### Directions
Look through the entries below for the line that contains "Query: green plant", then set down that line and each one after it exactly, through the last.

### Input
- Opening Delimiter -

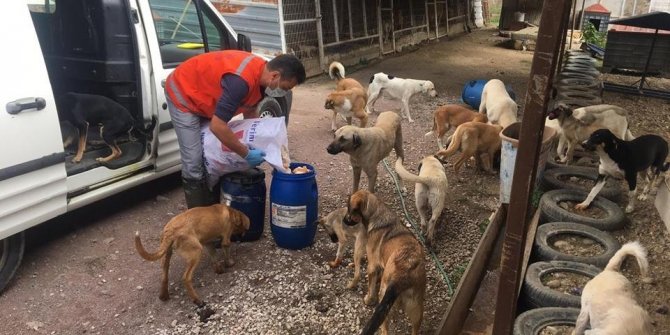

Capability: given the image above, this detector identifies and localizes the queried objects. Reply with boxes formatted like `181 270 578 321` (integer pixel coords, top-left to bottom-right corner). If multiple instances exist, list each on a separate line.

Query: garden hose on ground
382 158 455 296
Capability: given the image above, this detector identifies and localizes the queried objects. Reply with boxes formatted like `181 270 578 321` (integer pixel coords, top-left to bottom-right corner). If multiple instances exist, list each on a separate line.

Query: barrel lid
222 168 265 184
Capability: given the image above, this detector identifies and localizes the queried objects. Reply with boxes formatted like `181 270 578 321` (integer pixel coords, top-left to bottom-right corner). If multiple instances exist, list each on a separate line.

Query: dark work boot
182 178 219 209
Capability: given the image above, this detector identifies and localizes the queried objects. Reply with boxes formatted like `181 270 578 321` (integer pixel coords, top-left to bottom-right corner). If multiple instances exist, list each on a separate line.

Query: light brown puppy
135 204 250 308
344 190 426 335
326 111 404 193
436 121 502 174
395 156 448 246
318 207 367 289
425 104 488 149
327 61 369 130
573 241 653 335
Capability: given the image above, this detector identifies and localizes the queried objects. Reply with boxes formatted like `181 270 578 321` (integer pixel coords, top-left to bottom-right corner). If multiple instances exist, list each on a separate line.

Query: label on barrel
271 203 307 229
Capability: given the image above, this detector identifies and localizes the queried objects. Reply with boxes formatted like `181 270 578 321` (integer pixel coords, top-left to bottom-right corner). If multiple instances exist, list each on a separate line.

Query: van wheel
256 97 285 121
0 232 25 293
513 307 580 335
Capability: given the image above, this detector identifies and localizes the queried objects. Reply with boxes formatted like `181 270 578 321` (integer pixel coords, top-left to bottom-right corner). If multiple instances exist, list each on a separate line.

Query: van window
149 0 229 68
27 0 56 13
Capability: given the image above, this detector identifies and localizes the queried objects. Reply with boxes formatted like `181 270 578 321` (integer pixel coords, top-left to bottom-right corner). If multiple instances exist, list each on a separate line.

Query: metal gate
281 0 324 73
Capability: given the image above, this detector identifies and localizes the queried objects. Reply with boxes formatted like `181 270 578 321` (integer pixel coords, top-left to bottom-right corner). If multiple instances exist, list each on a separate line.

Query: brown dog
326 61 369 130
344 190 425 335
134 204 250 308
425 104 488 149
318 207 367 289
436 121 502 174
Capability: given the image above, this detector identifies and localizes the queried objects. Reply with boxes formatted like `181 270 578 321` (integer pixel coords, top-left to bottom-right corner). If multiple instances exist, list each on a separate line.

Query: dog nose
326 144 339 154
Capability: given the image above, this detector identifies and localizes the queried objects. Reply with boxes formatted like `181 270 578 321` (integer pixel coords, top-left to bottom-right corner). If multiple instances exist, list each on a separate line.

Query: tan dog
479 79 518 128
318 207 367 289
573 241 653 335
326 61 369 130
326 111 404 193
547 104 634 164
425 104 488 149
134 204 250 308
395 156 448 245
436 121 502 174
344 190 425 335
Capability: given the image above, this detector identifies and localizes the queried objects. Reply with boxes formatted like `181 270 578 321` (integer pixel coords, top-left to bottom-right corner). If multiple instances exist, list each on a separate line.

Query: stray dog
327 111 404 193
436 121 502 174
573 241 653 335
547 104 634 164
577 128 669 213
395 156 448 246
326 62 369 130
58 92 146 163
135 204 250 311
479 79 518 129
367 73 437 123
425 104 488 149
344 190 425 335
318 207 367 289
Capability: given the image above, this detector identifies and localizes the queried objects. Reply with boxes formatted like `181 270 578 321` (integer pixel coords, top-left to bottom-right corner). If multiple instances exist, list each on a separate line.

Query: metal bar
446 0 450 35
315 0 325 70
362 0 368 36
639 29 659 91
569 0 577 47
391 0 396 53
491 0 571 333
332 0 339 42
604 82 670 100
437 205 507 335
278 0 288 53
392 24 429 34
283 18 318 25
448 14 466 22
434 0 440 38
348 0 353 39
324 34 380 47
410 0 415 27
378 1 384 55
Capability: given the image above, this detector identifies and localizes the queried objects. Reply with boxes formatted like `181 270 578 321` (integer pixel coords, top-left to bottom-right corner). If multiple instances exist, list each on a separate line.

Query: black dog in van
59 92 147 163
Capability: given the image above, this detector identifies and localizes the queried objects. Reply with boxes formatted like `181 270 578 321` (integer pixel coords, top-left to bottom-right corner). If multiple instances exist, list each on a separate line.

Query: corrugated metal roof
218 1 284 58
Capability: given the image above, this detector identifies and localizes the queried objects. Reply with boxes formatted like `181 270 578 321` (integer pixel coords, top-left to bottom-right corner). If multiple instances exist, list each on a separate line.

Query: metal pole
333 0 340 42
315 0 325 70
348 0 354 39
579 0 586 29
632 0 638 15
378 0 384 54
569 0 577 48
410 0 415 27
363 0 368 36
434 0 440 38
492 0 571 333
391 0 396 52
446 0 450 35
639 29 659 91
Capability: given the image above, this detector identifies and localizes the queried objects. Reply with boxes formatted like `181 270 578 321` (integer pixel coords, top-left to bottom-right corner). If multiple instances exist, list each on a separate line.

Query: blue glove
244 148 266 167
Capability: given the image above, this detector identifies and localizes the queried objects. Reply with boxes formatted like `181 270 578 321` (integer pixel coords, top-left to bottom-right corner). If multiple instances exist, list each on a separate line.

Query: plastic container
499 122 557 203
270 162 319 250
462 79 517 110
221 168 267 242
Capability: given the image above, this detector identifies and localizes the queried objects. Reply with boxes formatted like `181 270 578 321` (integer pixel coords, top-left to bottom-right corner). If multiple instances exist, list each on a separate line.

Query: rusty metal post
491 0 572 334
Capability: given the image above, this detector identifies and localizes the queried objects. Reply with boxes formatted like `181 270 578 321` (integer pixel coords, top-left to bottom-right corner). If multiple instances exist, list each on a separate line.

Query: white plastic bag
202 117 290 188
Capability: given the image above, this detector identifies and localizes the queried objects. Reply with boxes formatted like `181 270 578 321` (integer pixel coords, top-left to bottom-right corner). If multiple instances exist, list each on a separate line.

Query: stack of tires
553 50 603 110
513 162 626 334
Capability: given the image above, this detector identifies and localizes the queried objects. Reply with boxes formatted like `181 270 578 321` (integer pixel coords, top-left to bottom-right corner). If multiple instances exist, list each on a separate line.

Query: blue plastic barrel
462 79 517 110
221 168 266 242
270 162 318 250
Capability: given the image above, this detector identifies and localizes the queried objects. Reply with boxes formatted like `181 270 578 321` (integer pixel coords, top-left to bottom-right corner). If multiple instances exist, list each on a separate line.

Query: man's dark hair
267 54 306 84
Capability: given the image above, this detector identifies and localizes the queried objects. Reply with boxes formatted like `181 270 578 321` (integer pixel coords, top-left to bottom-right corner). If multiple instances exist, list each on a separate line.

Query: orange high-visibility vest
165 50 266 118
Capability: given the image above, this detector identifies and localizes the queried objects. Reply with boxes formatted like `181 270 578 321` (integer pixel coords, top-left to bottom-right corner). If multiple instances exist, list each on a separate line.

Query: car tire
534 222 621 268
539 189 625 230
0 232 25 293
513 307 580 335
545 149 599 170
523 260 600 308
541 166 622 201
256 97 286 122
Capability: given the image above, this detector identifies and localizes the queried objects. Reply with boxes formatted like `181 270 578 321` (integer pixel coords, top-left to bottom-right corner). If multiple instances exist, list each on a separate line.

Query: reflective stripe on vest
235 55 255 76
166 73 191 111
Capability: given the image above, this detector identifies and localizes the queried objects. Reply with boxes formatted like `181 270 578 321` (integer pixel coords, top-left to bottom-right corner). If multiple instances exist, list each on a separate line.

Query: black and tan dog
578 128 669 213
59 92 149 163
135 204 250 313
344 190 425 335
327 111 404 193
318 207 367 289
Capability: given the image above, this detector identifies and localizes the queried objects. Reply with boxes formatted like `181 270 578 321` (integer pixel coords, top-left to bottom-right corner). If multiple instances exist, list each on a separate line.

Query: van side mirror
237 34 252 52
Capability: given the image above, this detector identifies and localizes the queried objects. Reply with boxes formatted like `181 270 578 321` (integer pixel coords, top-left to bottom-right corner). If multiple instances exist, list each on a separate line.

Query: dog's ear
352 133 362 148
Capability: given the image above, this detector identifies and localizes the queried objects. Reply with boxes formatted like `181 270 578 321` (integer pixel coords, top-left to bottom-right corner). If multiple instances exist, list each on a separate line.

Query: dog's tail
435 123 465 159
661 162 670 172
395 157 432 186
135 230 172 262
361 283 401 335
624 128 636 141
329 61 345 81
605 241 651 280
128 116 158 141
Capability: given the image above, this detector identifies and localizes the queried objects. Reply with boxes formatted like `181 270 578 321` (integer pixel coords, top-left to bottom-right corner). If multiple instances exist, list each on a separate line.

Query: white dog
573 241 653 335
479 79 518 128
366 72 437 123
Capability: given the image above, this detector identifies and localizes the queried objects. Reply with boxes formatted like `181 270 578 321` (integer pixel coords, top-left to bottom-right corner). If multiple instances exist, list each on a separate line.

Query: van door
136 0 238 172
0 1 67 239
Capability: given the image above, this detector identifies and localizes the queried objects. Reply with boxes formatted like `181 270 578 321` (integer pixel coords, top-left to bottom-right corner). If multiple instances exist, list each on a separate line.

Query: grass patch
488 4 502 26
531 187 544 209
479 219 490 233
449 262 469 285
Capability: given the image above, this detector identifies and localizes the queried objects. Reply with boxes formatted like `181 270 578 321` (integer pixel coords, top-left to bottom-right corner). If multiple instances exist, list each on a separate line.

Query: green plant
531 187 544 209
449 262 469 285
582 21 606 48
478 219 490 233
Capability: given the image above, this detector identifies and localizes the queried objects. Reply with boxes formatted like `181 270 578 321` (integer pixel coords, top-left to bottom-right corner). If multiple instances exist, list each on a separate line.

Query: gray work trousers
167 98 207 181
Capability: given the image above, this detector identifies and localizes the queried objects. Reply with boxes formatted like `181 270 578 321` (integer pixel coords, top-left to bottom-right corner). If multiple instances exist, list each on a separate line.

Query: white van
0 0 292 292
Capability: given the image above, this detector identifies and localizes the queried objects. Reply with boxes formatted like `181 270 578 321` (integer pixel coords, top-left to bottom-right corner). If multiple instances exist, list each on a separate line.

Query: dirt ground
0 27 668 335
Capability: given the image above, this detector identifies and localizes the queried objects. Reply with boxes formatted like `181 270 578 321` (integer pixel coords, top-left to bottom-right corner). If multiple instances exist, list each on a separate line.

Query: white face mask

- Closing Delimiter -

### Solution for this problem
Query: green plant
531 187 544 209
449 262 469 285
582 21 606 48
478 219 490 233
Capability: given the image above, this detector identifies and localizes the queried objects. Reply with boxes formatted like `181 270 578 321` (integer pixel coords, top-left to bottom-right corner). If multiple instances exist, list each on a separate line.

Query: gray work trousers
167 98 207 181
Capability: given the image above, this detector identifies and localizes the queried objects. Reply with boxes formatted like `181 270 578 321` (integer pixel coords, top-left to bottom-right corner). If multiple instances exist, list each on a separate line.

Query: white van
0 0 292 292
Capability: given the image above, this detector identifies and localizes the queried objects. Reply with boxes formatted like `181 270 578 321` (integer pixel coords, top-left to bottom-right corner). If multiple instances exist, list each on a separate line.

Query: dirt ground
0 27 668 335
Capability: given the image above, this detector identifies and localizes the queried objects. Reply with boxes formatted like `181 270 578 321` (integer pixel coords, top-left to bottom-right corner). If multiple instances exist, list each on a separate line.

Query: white face mask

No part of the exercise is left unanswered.